» **Short problem**
Set out everything from the line containing "Could you kindly segment every instance of the **pedestrian" down to the line containing "M354 112L353 110L335" as a Markdown table with the columns Row and Line, numbering each row and leaving out blank lines.

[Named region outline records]
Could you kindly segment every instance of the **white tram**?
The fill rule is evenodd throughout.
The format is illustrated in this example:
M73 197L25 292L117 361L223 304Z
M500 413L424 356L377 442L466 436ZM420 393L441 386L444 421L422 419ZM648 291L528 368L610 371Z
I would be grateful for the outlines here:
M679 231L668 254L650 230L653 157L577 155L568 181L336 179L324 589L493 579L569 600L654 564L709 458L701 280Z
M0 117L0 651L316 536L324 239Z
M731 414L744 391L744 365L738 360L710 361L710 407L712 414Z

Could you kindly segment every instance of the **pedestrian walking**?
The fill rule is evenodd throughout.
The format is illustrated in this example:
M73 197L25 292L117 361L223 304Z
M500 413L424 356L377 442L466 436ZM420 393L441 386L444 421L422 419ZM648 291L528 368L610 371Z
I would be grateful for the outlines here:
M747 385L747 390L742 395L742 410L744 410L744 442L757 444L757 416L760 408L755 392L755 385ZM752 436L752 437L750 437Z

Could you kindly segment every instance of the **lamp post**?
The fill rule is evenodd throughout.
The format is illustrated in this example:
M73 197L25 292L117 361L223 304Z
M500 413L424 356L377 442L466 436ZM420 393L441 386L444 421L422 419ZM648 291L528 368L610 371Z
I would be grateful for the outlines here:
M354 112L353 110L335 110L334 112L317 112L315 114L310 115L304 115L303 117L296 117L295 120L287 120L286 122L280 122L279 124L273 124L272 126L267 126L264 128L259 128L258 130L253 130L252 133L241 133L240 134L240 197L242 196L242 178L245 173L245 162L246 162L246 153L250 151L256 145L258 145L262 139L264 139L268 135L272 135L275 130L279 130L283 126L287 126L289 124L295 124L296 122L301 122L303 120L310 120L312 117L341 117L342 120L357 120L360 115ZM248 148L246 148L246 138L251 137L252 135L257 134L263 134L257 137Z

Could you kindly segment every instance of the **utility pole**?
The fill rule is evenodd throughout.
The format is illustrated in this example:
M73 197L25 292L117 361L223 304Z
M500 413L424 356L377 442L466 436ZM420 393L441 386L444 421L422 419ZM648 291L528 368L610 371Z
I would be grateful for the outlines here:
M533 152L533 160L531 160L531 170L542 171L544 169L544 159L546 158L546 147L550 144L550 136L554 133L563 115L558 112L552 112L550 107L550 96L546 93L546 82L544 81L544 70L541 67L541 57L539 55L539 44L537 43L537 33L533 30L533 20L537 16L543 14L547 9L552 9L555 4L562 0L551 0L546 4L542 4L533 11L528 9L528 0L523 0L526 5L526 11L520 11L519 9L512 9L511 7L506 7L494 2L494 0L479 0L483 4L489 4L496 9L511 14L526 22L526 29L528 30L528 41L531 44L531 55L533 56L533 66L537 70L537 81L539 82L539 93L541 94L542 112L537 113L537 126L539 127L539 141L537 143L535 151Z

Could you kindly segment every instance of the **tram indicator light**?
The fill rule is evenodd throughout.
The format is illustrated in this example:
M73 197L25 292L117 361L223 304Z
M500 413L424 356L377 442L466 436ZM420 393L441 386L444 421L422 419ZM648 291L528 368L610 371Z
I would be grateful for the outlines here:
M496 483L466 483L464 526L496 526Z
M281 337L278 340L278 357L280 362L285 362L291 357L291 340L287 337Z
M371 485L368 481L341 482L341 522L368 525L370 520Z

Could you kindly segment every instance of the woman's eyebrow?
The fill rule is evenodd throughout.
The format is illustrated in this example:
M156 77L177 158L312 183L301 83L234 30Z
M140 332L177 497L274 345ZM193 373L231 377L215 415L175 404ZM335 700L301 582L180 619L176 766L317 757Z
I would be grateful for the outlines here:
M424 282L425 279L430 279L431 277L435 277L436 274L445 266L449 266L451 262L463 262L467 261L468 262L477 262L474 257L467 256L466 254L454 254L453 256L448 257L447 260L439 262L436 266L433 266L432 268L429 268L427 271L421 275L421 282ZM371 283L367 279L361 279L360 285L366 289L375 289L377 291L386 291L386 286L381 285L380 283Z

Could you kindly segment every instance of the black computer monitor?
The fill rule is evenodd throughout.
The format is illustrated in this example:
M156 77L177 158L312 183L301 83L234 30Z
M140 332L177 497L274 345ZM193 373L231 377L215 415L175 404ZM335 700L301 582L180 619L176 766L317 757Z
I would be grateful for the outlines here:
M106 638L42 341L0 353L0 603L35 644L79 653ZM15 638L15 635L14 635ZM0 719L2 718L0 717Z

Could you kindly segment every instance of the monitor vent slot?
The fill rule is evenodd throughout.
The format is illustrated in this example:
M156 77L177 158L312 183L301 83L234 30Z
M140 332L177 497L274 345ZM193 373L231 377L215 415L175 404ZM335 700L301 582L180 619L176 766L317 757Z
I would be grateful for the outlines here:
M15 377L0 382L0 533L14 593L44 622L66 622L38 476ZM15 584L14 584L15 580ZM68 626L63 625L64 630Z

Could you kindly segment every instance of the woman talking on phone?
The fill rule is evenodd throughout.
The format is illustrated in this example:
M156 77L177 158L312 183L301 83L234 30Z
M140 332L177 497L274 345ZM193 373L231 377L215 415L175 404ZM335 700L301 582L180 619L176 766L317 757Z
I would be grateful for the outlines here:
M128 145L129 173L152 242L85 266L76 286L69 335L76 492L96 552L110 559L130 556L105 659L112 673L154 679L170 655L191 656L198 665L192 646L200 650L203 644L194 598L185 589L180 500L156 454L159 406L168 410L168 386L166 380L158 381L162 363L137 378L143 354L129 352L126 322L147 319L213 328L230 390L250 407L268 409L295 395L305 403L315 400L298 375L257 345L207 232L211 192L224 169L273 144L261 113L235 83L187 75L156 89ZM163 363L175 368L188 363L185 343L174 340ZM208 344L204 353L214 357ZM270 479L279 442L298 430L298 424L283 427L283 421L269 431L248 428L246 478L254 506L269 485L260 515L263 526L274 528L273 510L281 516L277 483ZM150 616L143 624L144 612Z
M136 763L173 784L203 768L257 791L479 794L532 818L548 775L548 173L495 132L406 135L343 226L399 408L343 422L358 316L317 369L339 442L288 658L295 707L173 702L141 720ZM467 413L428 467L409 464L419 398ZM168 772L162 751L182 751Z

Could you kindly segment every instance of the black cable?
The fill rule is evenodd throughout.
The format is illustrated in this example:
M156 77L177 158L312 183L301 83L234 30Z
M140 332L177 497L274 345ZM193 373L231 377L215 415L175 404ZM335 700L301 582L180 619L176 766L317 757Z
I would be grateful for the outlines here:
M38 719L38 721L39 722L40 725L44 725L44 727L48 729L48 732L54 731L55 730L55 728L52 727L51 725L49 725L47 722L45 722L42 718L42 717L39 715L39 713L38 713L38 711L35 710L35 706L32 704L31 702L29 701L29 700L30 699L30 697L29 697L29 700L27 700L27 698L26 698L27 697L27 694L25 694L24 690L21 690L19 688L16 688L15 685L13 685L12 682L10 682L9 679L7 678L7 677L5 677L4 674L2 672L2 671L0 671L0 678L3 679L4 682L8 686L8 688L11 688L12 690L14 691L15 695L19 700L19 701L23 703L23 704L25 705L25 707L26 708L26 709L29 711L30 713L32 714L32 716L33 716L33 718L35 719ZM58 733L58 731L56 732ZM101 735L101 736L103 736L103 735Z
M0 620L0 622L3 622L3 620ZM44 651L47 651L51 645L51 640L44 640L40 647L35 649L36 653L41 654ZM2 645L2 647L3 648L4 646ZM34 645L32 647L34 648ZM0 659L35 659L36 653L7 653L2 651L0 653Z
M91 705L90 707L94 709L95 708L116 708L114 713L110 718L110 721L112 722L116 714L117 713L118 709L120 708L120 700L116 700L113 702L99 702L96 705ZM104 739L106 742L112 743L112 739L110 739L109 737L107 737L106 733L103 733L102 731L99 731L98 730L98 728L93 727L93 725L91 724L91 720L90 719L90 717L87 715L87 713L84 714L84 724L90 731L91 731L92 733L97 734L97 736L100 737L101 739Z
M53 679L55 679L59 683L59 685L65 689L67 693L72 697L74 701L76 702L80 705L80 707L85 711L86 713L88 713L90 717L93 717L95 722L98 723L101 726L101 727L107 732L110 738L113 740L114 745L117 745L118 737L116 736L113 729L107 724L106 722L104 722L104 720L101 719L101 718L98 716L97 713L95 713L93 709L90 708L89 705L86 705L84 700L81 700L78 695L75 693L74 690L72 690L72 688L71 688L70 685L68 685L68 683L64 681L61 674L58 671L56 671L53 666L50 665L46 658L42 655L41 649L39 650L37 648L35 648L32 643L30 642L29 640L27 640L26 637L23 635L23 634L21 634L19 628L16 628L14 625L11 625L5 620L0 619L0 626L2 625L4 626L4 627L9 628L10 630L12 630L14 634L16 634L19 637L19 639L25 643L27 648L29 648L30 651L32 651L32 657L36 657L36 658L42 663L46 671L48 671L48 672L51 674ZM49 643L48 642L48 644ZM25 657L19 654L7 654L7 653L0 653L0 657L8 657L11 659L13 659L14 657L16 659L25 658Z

» **Output**
| Row | Line |
|---|---|
| 1 | Could you kindly segment every instance of the **pedestrian walking**? |
| 2 | The fill rule is evenodd throughout. |
| 3 | The format is illustrated in this example: |
| 4 | M73 197L25 292L117 361L223 304Z |
| 5 | M500 413L424 356L377 442L466 436ZM420 393L441 386L444 421L422 419ZM648 291L528 368L610 371Z |
| 6 | I would be grateful for the outlines here: |
| 7 | M747 385L747 390L742 395L742 410L744 410L744 442L757 444L757 416L760 408L755 392L755 385ZM752 436L752 437L750 437Z |
| 8 | Could you kindly segment every instance of the **lamp post**? |
| 9 | The fill rule is evenodd throughout. |
| 10 | The format is illustrated in this example: |
| 11 | M73 197L25 292L117 361L223 304Z |
| 12 | M500 413L424 356L377 442L466 436ZM420 393L441 386L444 421L422 419ZM648 291L528 368L610 371Z |
| 13 | I would be grateful for the outlines here: |
| 14 | M354 112L353 110L335 110L334 112L317 112L315 114L310 115L304 115L303 117L296 117L295 120L287 120L286 122L280 122L279 124L273 124L272 126L267 126L264 128L259 128L258 130L253 130L252 133L241 133L240 134L240 197L242 196L242 178L245 173L245 162L246 162L246 153L250 151L256 145L258 145L262 139L264 139L268 135L272 135L275 130L279 130L283 126L287 126L289 124L295 124L296 122L301 122L303 120L310 120L312 117L341 117L342 120L357 120L360 115ZM248 148L246 148L246 138L251 137L252 135L257 134L263 134L257 137Z |